# Pet Dove



## LaugherLady (Dec 13, 2007)

This is my new orange pied silky dove that I purchased at the Sturbridge show on December 8th. He is an 07 and quite young - less than 10 weeks old. He is rather skittish but am hoping he adjusts to me and his new environment as time goes by... I haven't yet named the little fellow - any suggestions  ?


----------



## KIPPY (Dec 18, 2003)

I don't know about a name but he is *adorable*.

He looks kinda fluffy and cuddly. A dove name Fluffy.


----------



## Reti (Jul 20, 2003)

Fluffy is nice. 
He is the cutest little thing. So sweet and cuddly.

Reti


----------



## TAWhatley (Mar 6, 2001)

OMG! A silky dove! I'm in love! What a precious little bird that is .. I've got no useful suggestions regarding a name!

Terry


----------



## MaryOfExeter (Sep 30, 2007)

Omg, adorable!  

Hmmm....oranges....what about Sunkist? :]


----------



## KIPPY (Dec 18, 2003)

*



Sunkist

Click to expand...

*That's a good one!


----------



## MaryOfExeter (Sep 30, 2007)

Or Stubby, for his little tail 
Lol


----------



## george simon (Feb 28, 2006)

MaryOfExeter said:


> Omg, adorable!
> 
> Hmmm....oranges....what about Sunkist? :]


 BECKEY, That's a very apporate name,for this little guy/gal. .GEORGE


----------



## TAWhatley (Mar 6, 2001)

MaryOfExeter said:


> Hmmm....oranges....what about Sunkist? :]


That name sounds positively perfect to me too!

Terry


----------



## horsesgot6 (May 30, 2007)

What A Super Cute Dove. I Think Sunkist Fits this Little One Really Nice. this One is Just A Over Load Of cutenessssssss.


----------



## Dezirrae (Oct 6, 2007)

Awwwww.... such a little cuddle cutie - just wanna snuggle up. Sunkist seems to fit perfectly - great suggestion! Look forward to more updates and pictures as s/he grows older


----------



## Whitefeather (Sep 2, 2002)

LaugherLady said:


> *This is my new orange pied silky dove that I purchased at the Sturbridge show on December 8th.*


What a little doll baby you have there. The pictures are wonderful. The third is priceless.  

Love the name *Sunkist*. You've got my vote.  

Please do keep us posted, to include lots of pictures.  




horsesgot6 said:


> *this One is Just A Over Load Of cutenessssssss*.


That's exactly what I was getting ready to say.  

Cindy


----------



## mr squeaks (Apr 14, 2005)

Oh, I'm SURE he/she will "warm" up to you! (pun intended!)

*Sunkist* IS a great name...maybe "Sunny" for short???

Never seen or even heard of a silky dove before...BEAUTIFUL!!

Wishing you both ALL THE BEST and we will sure be looking forward to UPDATES!

Hugs and Scritches

Shi & Squeaks


----------



## LaugherLady (Dec 13, 2007)

◆ **STATED EXERCISE 1**
Gather every line of the entries that holds the string "bare" and copy each one.
The entries that come next have no connection to the dove thread.

◆ **Some entries**
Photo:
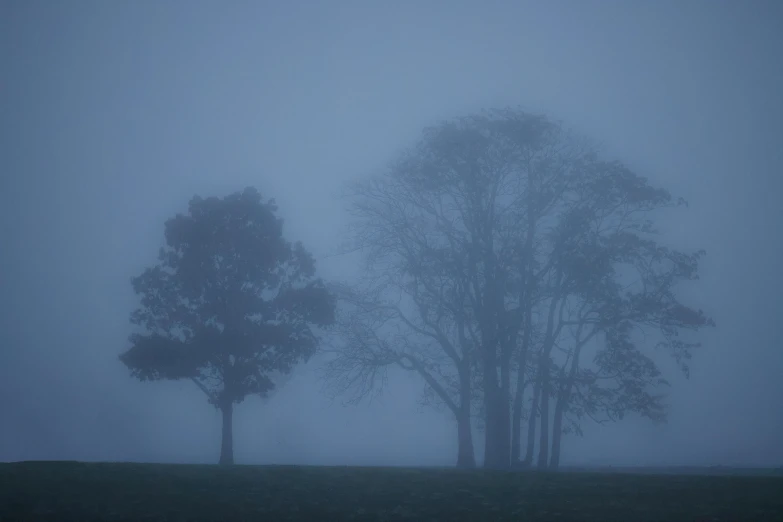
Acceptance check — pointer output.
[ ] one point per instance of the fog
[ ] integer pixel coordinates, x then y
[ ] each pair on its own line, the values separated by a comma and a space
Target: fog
114, 114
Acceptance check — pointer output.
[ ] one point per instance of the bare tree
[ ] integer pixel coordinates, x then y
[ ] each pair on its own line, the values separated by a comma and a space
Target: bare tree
496, 249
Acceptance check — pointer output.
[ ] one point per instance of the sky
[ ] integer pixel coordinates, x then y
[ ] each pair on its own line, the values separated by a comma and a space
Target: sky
114, 114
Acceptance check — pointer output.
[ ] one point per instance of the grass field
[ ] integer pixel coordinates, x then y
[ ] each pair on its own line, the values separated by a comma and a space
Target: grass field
158, 492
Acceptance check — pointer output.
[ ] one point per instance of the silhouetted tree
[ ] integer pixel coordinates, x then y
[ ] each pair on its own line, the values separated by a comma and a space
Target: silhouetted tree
510, 241
230, 304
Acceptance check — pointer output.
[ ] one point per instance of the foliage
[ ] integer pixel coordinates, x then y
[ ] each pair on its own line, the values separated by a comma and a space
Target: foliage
230, 302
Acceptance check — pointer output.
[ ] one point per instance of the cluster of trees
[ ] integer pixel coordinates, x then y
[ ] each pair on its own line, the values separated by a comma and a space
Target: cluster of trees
509, 266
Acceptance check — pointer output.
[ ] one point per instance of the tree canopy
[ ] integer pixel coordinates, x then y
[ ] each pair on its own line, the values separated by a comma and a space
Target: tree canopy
229, 305
502, 247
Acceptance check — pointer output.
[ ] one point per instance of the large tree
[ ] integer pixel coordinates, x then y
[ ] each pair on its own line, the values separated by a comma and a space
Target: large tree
229, 305
513, 230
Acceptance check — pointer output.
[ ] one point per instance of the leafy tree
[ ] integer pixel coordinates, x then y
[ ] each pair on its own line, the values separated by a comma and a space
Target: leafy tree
229, 305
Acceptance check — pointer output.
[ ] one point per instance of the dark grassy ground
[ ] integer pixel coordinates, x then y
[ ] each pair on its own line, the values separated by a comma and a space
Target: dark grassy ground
153, 492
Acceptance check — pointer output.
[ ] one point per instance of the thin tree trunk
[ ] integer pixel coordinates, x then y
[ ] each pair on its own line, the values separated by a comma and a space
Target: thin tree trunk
543, 445
465, 455
504, 420
557, 431
531, 425
227, 443
516, 420
493, 457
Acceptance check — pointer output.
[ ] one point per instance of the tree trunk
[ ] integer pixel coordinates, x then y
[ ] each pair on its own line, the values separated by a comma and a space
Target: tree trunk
543, 445
531, 425
557, 431
504, 410
516, 419
227, 443
493, 435
465, 455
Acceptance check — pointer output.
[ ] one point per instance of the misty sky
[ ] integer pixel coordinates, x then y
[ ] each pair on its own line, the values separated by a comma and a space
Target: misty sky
113, 114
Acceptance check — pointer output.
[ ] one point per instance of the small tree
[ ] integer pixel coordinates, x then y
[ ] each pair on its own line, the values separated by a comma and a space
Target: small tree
230, 304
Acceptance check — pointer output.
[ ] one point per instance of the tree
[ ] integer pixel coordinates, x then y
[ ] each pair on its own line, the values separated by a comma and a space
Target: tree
511, 235
229, 304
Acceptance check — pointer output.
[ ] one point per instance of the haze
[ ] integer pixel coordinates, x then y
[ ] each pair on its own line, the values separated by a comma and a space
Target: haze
114, 114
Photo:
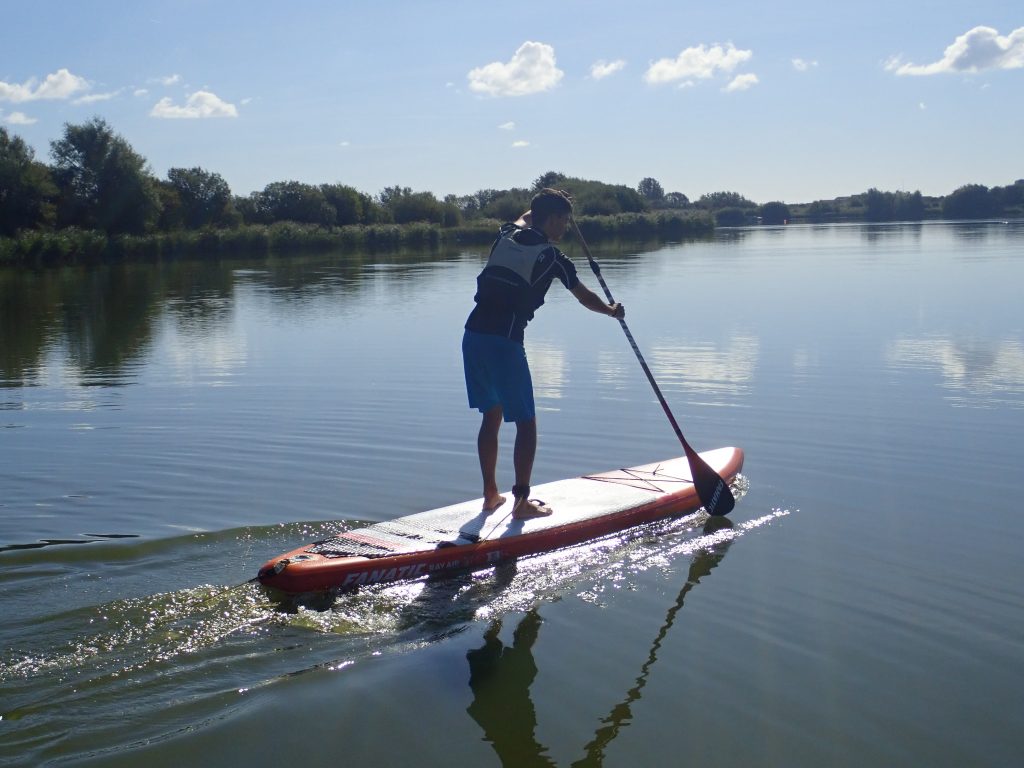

◆ **STATED EXERCISE 2**
Please revise the dove thread from "That name sounds" to "Load Of cutenessssssss.", putting "ideal" in place of "perfect".

◆ **FINISHED ANSWER 1**
[ ] one point per instance of the bare tree
Target: bare tree

◆ **FINISHED ANSWER 2**
That name sounds positively ideal to me too!

Terry


----------



## horsesgot6 (May 30, 2007)

What A Super Cute Dove. I Think Sunkist Fits this Little One Really Nice. this One is Just A Over Load Of cutenessssssss.